# Text excerpt
________

The tomatoes are coming fast and furious now from the garden. While some early varieties may have ripened in July and given you a quick taste of summer, August is when the large-sized tomatoes and plum-shaped canning tomatoes come into their own. When your tomatoes start ripening by the bushelful, you have to get creative about ways to use or preserve them. I love having the taste of vine-ripened tomatoes in winter, so I use three different preservation techniques to keep the flavor of the harvest.
- Canning –
- In my Italian American family, canning tomatoes was a yearly ritual. I’m happy to keep up the tradition and every year we can pint- and quart-sized jars of our tomato harvest. It’s best to find a USDA-approved recipe if you are canning tomatoes using the hot-pack method. It’s important to create a sterile environment and to cook the tomatoes long enough so there is no risk of bacteria invading. In all my years of canning tomatoes, I have never had a problem with contamination. I like to add some flavor to our canned tomatoes by putting a few fresh basil leaves and even a clove of garlic in the jar along with the liquids, salt, and tomatoes.

________

# Data provided
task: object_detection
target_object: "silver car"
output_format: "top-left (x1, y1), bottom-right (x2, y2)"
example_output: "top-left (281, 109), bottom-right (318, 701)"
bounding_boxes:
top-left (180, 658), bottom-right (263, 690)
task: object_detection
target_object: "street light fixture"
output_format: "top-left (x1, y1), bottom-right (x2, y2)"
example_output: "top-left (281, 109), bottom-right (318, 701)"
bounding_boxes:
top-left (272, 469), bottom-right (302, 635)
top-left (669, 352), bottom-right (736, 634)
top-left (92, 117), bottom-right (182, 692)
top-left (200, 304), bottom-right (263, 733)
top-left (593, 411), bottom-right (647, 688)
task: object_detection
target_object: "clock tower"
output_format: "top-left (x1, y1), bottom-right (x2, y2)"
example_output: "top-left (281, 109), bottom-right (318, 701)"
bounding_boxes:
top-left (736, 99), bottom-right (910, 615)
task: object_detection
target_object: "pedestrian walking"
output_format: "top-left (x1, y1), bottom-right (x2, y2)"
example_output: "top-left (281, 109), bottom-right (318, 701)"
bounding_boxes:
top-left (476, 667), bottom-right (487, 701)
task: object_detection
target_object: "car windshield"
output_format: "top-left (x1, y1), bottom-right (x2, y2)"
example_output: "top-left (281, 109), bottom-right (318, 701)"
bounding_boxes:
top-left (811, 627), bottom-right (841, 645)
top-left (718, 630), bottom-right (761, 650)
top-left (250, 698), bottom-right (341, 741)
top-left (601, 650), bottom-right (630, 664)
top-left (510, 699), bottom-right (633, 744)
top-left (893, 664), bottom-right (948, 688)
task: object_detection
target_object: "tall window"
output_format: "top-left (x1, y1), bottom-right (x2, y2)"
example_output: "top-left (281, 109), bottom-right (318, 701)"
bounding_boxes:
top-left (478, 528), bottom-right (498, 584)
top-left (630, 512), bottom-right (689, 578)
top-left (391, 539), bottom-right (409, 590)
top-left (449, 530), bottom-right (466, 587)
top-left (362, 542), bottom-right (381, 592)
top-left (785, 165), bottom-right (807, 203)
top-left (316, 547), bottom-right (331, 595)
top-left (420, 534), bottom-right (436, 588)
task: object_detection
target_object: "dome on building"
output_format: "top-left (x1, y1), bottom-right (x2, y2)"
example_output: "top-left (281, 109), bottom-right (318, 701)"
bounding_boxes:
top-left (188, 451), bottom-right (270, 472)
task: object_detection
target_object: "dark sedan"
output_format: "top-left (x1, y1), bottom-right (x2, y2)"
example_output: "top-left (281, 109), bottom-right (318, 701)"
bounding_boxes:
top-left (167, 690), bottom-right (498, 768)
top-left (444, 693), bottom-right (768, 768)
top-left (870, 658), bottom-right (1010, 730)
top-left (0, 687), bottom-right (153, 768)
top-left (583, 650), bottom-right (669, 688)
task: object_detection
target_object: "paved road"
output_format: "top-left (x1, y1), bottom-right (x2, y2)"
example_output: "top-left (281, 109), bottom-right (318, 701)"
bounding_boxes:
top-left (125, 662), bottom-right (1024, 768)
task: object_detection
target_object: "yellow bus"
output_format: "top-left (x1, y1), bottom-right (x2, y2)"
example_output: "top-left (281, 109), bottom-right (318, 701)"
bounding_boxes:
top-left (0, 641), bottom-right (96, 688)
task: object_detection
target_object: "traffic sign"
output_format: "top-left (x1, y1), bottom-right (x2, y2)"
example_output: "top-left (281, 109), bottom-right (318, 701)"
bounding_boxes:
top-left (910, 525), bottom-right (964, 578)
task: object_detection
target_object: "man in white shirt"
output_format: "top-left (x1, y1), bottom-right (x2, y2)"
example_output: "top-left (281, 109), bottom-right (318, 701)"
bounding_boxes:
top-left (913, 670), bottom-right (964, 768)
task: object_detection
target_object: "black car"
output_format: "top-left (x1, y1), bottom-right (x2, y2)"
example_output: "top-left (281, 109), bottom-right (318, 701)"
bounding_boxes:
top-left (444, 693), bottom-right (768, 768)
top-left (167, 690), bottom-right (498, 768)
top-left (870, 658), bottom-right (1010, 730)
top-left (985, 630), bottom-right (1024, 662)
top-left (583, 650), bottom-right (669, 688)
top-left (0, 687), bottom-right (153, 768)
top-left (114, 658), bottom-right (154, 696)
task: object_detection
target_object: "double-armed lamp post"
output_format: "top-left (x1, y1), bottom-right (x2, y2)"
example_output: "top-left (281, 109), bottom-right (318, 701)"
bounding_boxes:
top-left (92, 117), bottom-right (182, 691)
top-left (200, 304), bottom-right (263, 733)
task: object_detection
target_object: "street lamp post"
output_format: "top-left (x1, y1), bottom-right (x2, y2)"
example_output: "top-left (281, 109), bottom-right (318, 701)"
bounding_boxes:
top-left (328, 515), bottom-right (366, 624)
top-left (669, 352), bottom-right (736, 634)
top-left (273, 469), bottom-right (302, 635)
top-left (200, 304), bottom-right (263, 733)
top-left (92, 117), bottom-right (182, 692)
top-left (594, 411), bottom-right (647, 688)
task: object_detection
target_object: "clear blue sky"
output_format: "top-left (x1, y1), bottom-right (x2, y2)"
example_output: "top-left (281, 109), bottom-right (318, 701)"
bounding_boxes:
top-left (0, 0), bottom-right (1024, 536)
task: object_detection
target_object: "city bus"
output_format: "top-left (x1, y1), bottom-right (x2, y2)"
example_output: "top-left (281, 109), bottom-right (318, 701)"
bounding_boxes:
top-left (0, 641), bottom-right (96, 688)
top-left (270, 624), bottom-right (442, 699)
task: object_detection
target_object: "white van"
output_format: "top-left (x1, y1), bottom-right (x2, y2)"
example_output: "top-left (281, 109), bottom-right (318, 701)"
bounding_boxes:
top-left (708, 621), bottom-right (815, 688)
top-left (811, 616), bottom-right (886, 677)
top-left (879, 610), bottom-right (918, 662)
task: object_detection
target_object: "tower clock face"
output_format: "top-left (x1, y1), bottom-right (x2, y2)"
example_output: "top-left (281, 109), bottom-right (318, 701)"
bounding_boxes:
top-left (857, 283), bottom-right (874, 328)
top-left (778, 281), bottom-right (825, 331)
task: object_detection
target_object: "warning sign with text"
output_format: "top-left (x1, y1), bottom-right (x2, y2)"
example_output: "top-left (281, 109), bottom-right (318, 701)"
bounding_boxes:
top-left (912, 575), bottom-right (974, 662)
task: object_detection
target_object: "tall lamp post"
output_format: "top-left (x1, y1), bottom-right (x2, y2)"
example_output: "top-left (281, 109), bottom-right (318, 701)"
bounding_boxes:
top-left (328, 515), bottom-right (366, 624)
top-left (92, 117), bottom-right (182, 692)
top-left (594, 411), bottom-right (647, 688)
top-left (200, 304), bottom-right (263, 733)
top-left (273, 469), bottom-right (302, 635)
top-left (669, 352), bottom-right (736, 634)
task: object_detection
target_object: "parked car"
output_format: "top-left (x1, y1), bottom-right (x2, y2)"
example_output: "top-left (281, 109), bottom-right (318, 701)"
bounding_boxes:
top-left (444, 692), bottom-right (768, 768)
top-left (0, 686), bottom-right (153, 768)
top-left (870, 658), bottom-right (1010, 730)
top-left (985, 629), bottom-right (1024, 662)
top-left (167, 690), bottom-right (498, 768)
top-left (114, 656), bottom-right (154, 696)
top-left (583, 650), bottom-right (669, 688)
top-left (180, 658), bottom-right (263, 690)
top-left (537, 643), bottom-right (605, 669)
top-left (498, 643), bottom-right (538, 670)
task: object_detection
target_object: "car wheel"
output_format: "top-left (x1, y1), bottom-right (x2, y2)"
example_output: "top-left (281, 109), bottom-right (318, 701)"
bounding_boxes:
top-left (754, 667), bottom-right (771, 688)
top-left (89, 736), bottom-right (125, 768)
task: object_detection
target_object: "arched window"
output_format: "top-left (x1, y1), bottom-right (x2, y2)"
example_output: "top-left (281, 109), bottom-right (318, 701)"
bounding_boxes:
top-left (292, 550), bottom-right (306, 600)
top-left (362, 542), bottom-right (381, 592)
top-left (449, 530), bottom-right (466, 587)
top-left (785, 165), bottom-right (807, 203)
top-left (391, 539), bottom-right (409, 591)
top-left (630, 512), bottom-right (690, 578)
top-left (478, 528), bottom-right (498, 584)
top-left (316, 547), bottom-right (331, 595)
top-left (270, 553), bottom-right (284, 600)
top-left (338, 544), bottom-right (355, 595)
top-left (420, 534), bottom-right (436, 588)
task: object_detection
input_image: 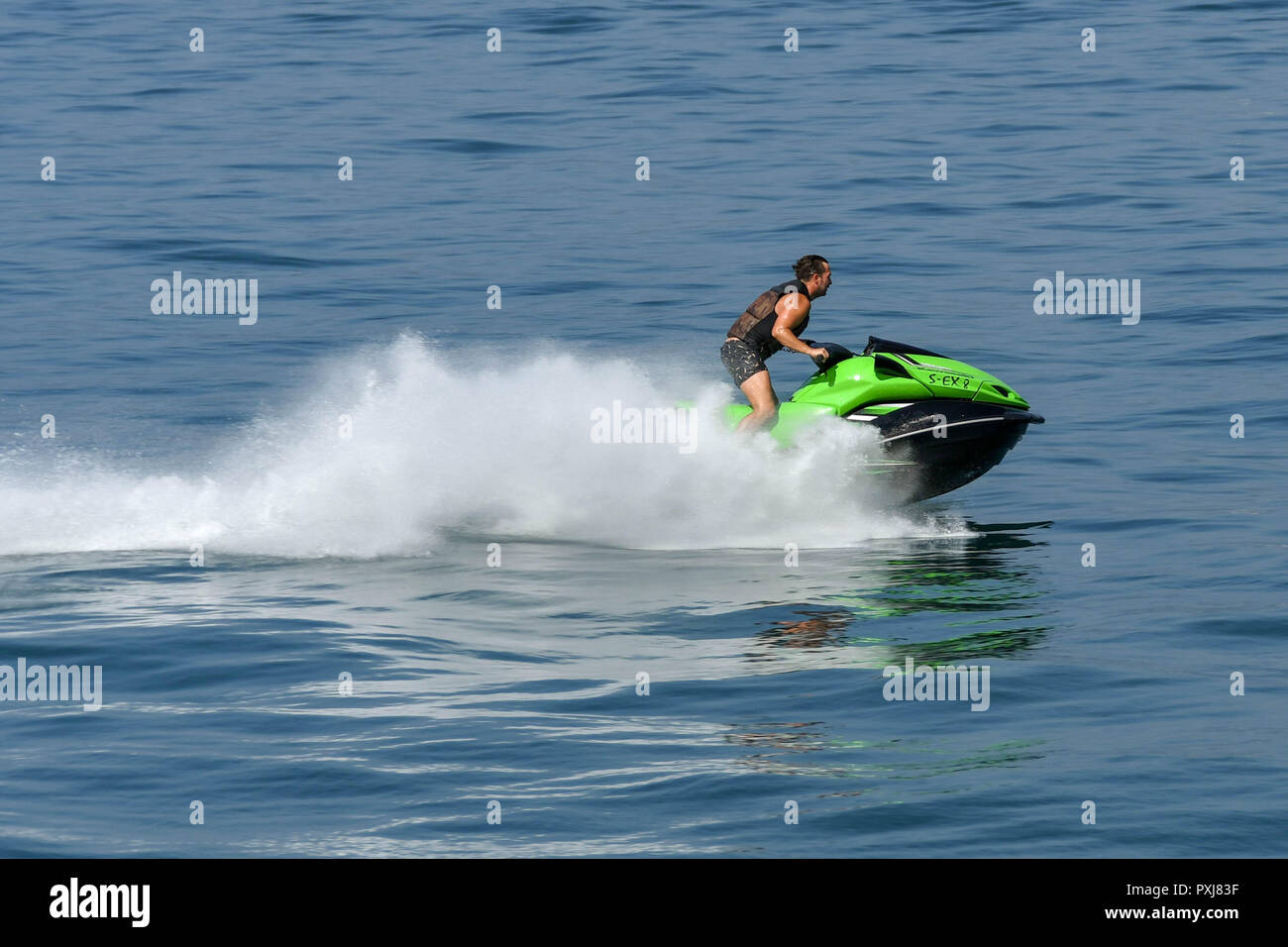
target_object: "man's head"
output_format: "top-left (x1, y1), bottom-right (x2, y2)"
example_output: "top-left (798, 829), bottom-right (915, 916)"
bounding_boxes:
top-left (793, 254), bottom-right (832, 299)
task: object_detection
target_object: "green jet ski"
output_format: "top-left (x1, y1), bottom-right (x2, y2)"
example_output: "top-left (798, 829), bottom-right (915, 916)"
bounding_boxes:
top-left (726, 336), bottom-right (1046, 502)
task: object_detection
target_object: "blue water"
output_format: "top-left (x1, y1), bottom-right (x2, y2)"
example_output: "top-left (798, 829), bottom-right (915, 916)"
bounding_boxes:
top-left (0, 0), bottom-right (1288, 857)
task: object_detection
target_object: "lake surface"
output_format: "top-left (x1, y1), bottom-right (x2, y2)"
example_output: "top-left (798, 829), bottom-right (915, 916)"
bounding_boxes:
top-left (0, 0), bottom-right (1288, 857)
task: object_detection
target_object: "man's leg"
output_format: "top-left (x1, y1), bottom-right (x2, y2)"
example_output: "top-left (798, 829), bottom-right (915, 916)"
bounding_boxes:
top-left (738, 371), bottom-right (778, 432)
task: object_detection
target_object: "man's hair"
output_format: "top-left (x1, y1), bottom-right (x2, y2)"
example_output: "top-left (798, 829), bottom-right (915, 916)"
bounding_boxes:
top-left (793, 254), bottom-right (832, 279)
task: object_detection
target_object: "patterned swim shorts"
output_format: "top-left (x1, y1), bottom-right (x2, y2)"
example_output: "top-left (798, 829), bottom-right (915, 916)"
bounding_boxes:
top-left (720, 339), bottom-right (768, 388)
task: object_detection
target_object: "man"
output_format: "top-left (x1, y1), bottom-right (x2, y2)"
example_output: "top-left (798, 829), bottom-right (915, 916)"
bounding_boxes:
top-left (720, 254), bottom-right (832, 432)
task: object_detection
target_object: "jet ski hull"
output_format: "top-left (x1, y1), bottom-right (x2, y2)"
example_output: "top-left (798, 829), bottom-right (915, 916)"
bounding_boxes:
top-left (846, 401), bottom-right (1046, 502)
top-left (728, 336), bottom-right (1044, 502)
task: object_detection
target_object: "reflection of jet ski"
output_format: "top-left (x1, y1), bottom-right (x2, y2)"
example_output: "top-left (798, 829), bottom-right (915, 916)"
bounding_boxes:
top-left (728, 336), bottom-right (1046, 502)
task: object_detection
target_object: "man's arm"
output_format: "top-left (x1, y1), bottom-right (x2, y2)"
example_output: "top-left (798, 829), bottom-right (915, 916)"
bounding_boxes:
top-left (773, 292), bottom-right (827, 359)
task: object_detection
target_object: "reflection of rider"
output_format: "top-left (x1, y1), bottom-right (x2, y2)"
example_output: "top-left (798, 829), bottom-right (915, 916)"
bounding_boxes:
top-left (720, 254), bottom-right (832, 430)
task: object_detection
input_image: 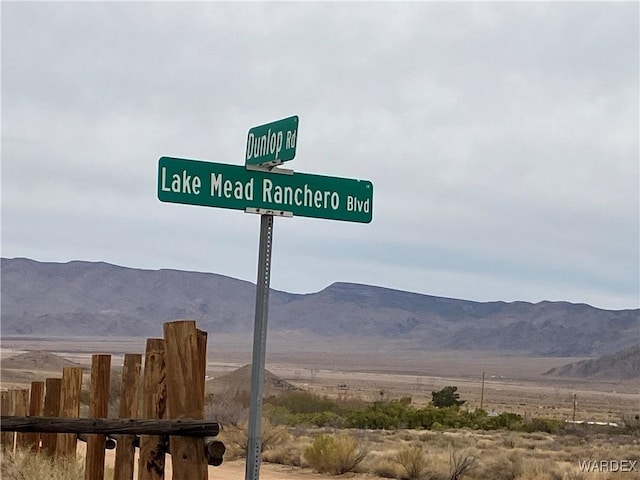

________

# Tasks and exercises
A: In the text on preserving tomatoes, what does the writer add to the jars to flavor canned tomatoes?
B: Please reproduce the text on preserving tomatoes from "The tomatoes are" up to and including "of the harvest.".
C: Write what comes next in the text on preserving tomatoes, picking up after its final sentence.

# Answers to each task
A: A few fresh basil leaves and even a clove of garlic.

B:
The tomatoes are coming fast and furious now from the garden. While some early varieties may have ripened in July and given you a quick taste of summer, August is when the large-sized tomatoes and plum-shaped canning tomatoes come into their own. When your tomatoes start ripening by the bushelful, you have to get creative about ways to use or preserve them. I love having the taste of vine-ripened tomatoes in winter, so I use three different preservation techniques to keep the flavor of the harvest.

C:
- Freezing: This is probably the easiest and safest way to preserve your tomato harvest. Clean your tomatoes, slice them in quarters, and place them into freezer bags. We have a chest freezer in the basement that’s loaded with many frozen vegetables from our garden, but tomatoes are always one of our favorites. We try to eat these frozen vegetables within six months of freezing to get the best flavor and nutrition.
- Juicing: Tomato juice is a favorite of many people and making your own is simple. Clean and chop up your tomatoes; add other vegetables and spices for flavor such as onions, salt, and pepper; and cook until soupy. Then run the mixture through a food mill, bottle it, cool it, and drink. It should last about a week or so in the refrigerator. To keep the juice longer, consider freezing it.